(EXTRACTED DATA)

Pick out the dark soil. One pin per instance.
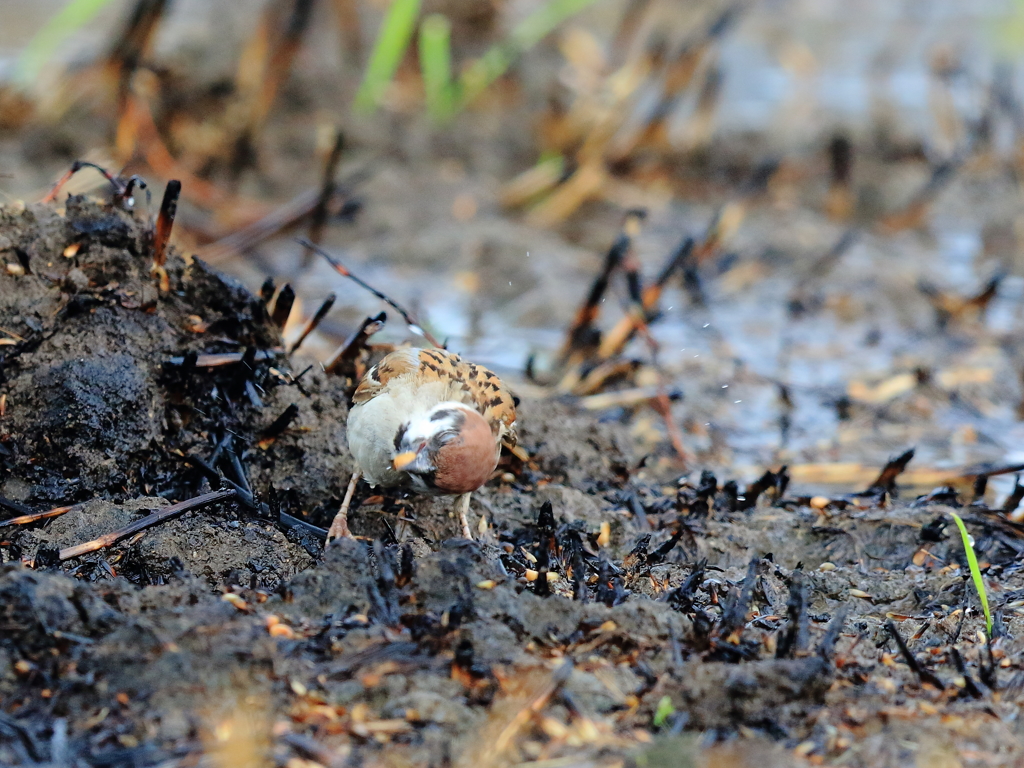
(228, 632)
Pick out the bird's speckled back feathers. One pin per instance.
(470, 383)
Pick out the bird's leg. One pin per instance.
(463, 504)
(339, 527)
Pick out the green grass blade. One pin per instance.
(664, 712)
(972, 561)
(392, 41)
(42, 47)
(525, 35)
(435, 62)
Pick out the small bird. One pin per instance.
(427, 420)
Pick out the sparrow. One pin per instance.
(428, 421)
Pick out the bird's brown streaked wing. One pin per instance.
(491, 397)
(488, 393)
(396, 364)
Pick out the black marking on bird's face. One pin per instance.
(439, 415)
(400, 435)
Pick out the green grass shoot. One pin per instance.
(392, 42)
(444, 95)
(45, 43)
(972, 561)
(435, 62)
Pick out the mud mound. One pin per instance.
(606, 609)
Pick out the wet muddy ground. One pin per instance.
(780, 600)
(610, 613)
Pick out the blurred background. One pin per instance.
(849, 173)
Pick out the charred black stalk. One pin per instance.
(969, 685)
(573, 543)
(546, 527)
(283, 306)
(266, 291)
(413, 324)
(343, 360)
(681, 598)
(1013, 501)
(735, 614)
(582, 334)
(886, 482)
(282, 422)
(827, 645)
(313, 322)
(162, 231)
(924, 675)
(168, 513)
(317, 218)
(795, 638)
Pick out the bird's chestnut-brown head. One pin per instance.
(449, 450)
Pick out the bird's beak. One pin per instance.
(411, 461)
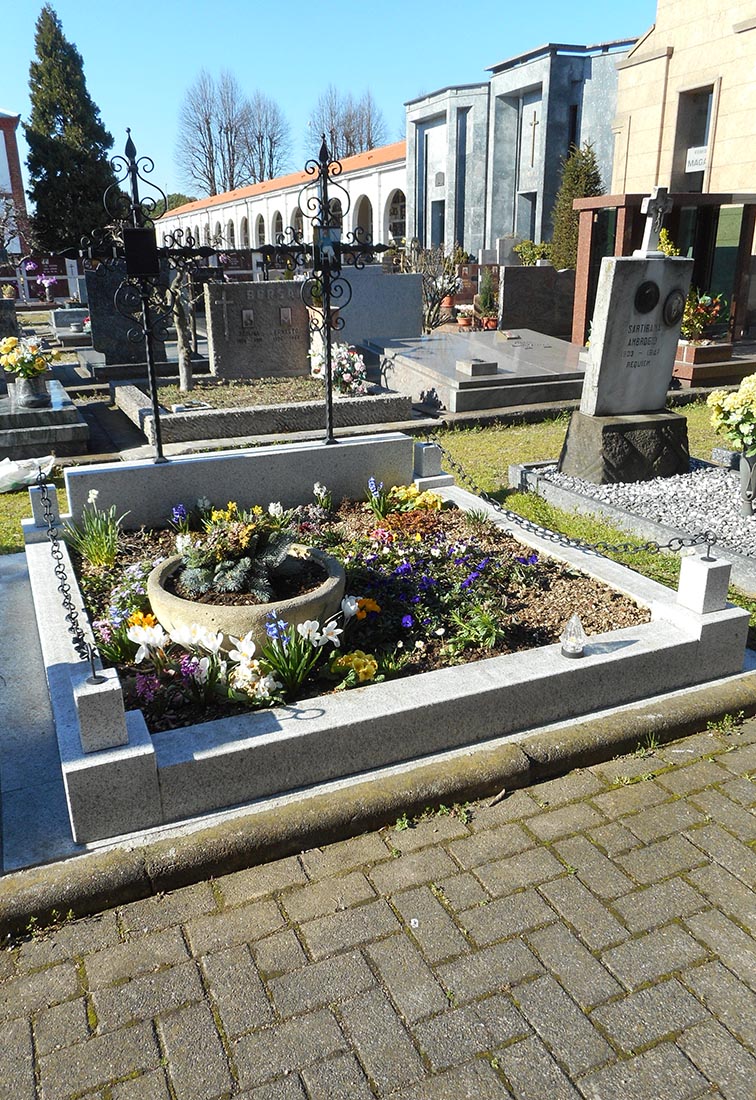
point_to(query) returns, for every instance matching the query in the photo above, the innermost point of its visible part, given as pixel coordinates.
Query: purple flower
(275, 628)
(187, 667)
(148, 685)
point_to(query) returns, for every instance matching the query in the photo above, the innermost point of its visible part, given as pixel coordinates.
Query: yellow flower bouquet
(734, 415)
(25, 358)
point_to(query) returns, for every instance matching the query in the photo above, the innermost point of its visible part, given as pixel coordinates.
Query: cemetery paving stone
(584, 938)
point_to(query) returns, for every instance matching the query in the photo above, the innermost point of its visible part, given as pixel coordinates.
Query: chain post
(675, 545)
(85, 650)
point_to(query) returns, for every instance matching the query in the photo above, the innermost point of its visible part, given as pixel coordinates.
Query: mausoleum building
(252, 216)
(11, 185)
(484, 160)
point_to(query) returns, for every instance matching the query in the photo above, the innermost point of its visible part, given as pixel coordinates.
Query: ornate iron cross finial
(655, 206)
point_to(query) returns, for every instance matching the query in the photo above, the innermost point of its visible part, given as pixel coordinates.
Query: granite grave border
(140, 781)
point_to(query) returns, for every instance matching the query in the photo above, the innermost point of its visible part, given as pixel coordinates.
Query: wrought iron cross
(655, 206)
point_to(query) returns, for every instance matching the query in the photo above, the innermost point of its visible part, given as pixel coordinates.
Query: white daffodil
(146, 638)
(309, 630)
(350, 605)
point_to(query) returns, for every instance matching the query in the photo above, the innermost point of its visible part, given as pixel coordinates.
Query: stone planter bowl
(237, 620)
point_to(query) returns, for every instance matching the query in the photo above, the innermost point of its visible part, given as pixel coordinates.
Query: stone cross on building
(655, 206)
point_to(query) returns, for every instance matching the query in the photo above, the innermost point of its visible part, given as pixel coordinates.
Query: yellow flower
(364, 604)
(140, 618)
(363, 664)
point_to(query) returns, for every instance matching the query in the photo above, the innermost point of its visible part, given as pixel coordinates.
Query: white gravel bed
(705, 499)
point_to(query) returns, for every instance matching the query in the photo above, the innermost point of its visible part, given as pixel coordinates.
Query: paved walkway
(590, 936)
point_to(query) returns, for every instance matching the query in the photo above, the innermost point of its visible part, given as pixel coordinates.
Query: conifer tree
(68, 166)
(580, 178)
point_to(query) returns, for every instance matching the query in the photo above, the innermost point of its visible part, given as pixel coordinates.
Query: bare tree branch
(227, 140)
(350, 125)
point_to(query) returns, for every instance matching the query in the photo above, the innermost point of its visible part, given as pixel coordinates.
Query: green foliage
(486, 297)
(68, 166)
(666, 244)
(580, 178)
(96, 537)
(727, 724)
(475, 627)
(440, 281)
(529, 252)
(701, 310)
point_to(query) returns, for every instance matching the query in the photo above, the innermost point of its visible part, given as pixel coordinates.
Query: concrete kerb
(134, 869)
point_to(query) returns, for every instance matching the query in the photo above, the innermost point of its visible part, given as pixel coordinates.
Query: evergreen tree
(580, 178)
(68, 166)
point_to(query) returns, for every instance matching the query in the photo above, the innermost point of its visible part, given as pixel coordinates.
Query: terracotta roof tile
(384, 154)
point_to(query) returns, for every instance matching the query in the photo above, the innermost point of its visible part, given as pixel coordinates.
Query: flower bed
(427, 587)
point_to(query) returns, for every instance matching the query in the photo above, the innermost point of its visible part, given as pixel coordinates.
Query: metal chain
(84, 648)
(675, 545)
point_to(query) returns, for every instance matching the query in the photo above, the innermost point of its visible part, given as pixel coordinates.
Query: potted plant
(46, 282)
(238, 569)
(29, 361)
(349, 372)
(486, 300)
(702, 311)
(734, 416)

(End EXTRACTED DATA)

## [PROBLEM DETAILS]
Every record, word for word, should be given back without its pictures.

## [SOLUTION FOR THIS TASK]
Pick out the dark soil. One pin per instance.
(228, 632)
Pick out the bird's speckled back feathers. One pin per instance.
(470, 383)
Pick out the bird's leg. One pin per instance.
(463, 504)
(339, 527)
Pick out the green grass blade. One pin per instance.
(664, 712)
(972, 561)
(392, 41)
(42, 47)
(525, 35)
(435, 62)
Pick out the small bird. One pin per instance.
(427, 420)
Pick out the sparrow. One pin per instance.
(428, 421)
Pick out the bird's brown streaked wing. One pin per instance.
(491, 397)
(488, 393)
(396, 364)
Pick out the black marking on bird's face. One pin per instance.
(439, 415)
(400, 435)
Pick out the green grass shoot. One pin per instance.
(392, 42)
(444, 95)
(45, 43)
(972, 561)
(435, 62)
Pick out the mud mound. One pin per instance.
(606, 609)
Pick out the wet muddy ground. One pin per instance.
(780, 600)
(610, 613)
Pick out the blurred background. One pin per instance.
(849, 173)
Pick out the charred black stalk. One pin per instance.
(969, 685)
(573, 543)
(546, 527)
(283, 306)
(266, 291)
(413, 324)
(343, 360)
(681, 598)
(1013, 501)
(735, 614)
(582, 334)
(886, 482)
(282, 422)
(827, 645)
(313, 322)
(162, 231)
(924, 675)
(168, 513)
(317, 218)
(795, 638)
Pick out the bird's chestnut-brown head. One pin per instance.
(449, 450)
Pick out the bird's beak. One pin per instance.
(411, 461)
point_to(query) returns, for every instance matching the query in the photo above, the innermost point of its visible part, given as pixel coordinates.
Query: purple flower
(275, 628)
(187, 667)
(148, 685)
point_to(query) returns, for every instance matching the query in the photo above, the innermost point of its visible part, given as pixel coordinates.
Query: yellow flower bouquet
(734, 415)
(25, 358)
point_to(query) returns, for every instance matching the query in the photo above, the innermost point of its visible part, given as pixel coordinates.
Query: cemetery paving stone
(584, 938)
point_to(query) returns, for every instance matching the query in the photo above, the innermost point of its visible part, given as pixel coordinates.
Query: chain post
(675, 545)
(85, 650)
point_to(query) returns, for every instance matching the query in the photo above, the innermost point of its visible part, given as pixel coordinates.
Query: mausoleum building
(252, 216)
(11, 185)
(484, 160)
point_to(query) returns, for every instance matching the query in the photo above, the innermost point of its visible part, given as pixel coordinates.
Query: ornate iron cross finial
(655, 206)
point_to(query) returns, for every instance matching the query in the photo above, the innermost point of its visible part, given as pixel coordinates.
Query: granite grave border
(140, 781)
point_to(query) returns, for every instance matching the query in the photo above, the innermost point of its visible part, given as pixel coordinates.
Query: wrought iron cross
(655, 206)
point_to(query) returns, for every instance matching the query in the photo above, the innermost point of its visible part, given as pixel coordinates.
Query: white daffodil
(146, 638)
(309, 630)
(350, 605)
point_to(query) returns, for every instance matching the query in the photo above, the innermost point of its visible part, given as pixel coordinates.
Query: stone planter bowl
(237, 620)
point_to(query) returns, for every instance matching the query in the photo above, the innermost point of its visible part, given as pixel coordinates.
Query: stone cross on building
(655, 206)
point_to(query) returns, for every instance matching the query in the photo above, the innermost point of its visible part, given as pixel coordinates.
Query: yellow flower
(364, 604)
(140, 618)
(363, 664)
point_to(query) returns, for every instance matching the query in the photo above, the innermost point of its visible part, given as pixel coordinates.
Query: white gravel bed
(705, 499)
point_to(query) returns, for every instance matching the query in the photo above, the innermost point of its visible part, given as pixel coordinates.
Query: paved walkway
(590, 936)
point_to(query) returns, for every instance matching the query in the photo above, the innermost point of its visible part, given as pixel coordinates.
Query: conifer tree
(68, 166)
(580, 178)
point_to(query) returns, for every instance matching the query in the photo above, the innermost point of its visible part, given as pixel coordinates.
Query: bare tree branch
(227, 140)
(350, 125)
point_to(query) returns, for every instance matching the query in the photo above, the innermost point of its visible part, given as pixel coordinates.
Query: green foliage
(486, 297)
(68, 166)
(666, 244)
(580, 178)
(96, 537)
(727, 724)
(475, 627)
(440, 281)
(529, 252)
(701, 310)
point_to(query) returns, for every instance matching the query in the photo above, the innermost point of its visible part, given as pixel coordinates.
Query: concrete kerb
(134, 869)
point_to(query) returns, for every instance matching the query in the photo above, the innermost point of its visible part, given as pixel coordinates.
Query: evergreen tree
(580, 178)
(68, 166)
point_to(query) returns, for every instance matching the query in the photo above, the innermost point of its visible part, given as pixel coordinates.
Query: terracotta roof tile
(384, 154)
point_to(query) returns, for every instance matching the query in the photo above, the innermost point of its visible part, given as pixel coordinates.
Query: flower bed
(427, 587)
point_to(query) returns, for every instance matching the query in the photo above, the innermost point of its visible part, given as pixel coordinates.
Query: metal chain
(84, 648)
(675, 545)
point_to(query) returns, for every instance matching the query in the photo above, the innermost point of its visible part, given as pixel coordinates.
Query: potted plant
(46, 282)
(238, 569)
(29, 361)
(349, 372)
(486, 300)
(702, 311)
(734, 416)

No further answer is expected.